(OBJECTIVE)
Put every line of the items into a JSON list of strings, one string per line and no strings for blank lines.

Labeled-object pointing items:
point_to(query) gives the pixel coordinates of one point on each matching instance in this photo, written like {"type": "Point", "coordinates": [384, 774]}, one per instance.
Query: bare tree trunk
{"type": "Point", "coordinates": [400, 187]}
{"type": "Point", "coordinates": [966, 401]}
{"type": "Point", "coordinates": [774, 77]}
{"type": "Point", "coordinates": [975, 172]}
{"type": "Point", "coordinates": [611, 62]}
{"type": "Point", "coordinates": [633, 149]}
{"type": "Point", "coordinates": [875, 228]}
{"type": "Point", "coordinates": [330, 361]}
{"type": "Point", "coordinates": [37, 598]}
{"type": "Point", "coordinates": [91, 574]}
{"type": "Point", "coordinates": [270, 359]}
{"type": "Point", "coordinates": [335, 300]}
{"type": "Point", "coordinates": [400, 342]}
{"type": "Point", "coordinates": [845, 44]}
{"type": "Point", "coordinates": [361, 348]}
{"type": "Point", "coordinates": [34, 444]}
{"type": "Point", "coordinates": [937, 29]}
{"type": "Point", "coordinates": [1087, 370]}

(RESULT)
[
  "point_to(query) gives the pixel coordinates of one point on each matching instance in this photo, written like {\"type\": \"Point\", \"coordinates\": [384, 774]}, one per instance.",
  "Query: bare tree trunk",
  "{\"type\": \"Point\", \"coordinates\": [400, 187]}",
  "{\"type\": \"Point\", \"coordinates\": [966, 401]}",
  "{\"type\": \"Point\", \"coordinates\": [774, 77]}",
  "{\"type\": \"Point\", \"coordinates\": [975, 172]}",
  "{\"type\": \"Point\", \"coordinates\": [611, 62]}",
  "{\"type\": \"Point\", \"coordinates\": [633, 149]}",
  "{\"type\": \"Point\", \"coordinates\": [875, 228]}",
  "{\"type\": \"Point\", \"coordinates\": [330, 361]}",
  "{\"type\": \"Point\", \"coordinates\": [37, 598]}",
  "{\"type\": \"Point\", \"coordinates\": [91, 574]}",
  "{\"type\": \"Point\", \"coordinates\": [270, 359]}",
  "{\"type\": \"Point\", \"coordinates\": [335, 300]}",
  "{\"type\": \"Point\", \"coordinates\": [400, 342]}",
  "{\"type\": \"Point\", \"coordinates\": [845, 44]}",
  "{\"type\": \"Point\", \"coordinates\": [361, 348]}",
  "{\"type\": \"Point\", \"coordinates\": [34, 444]}",
  "{\"type\": \"Point\", \"coordinates\": [937, 29]}",
  "{\"type\": \"Point\", \"coordinates\": [1087, 370]}"
]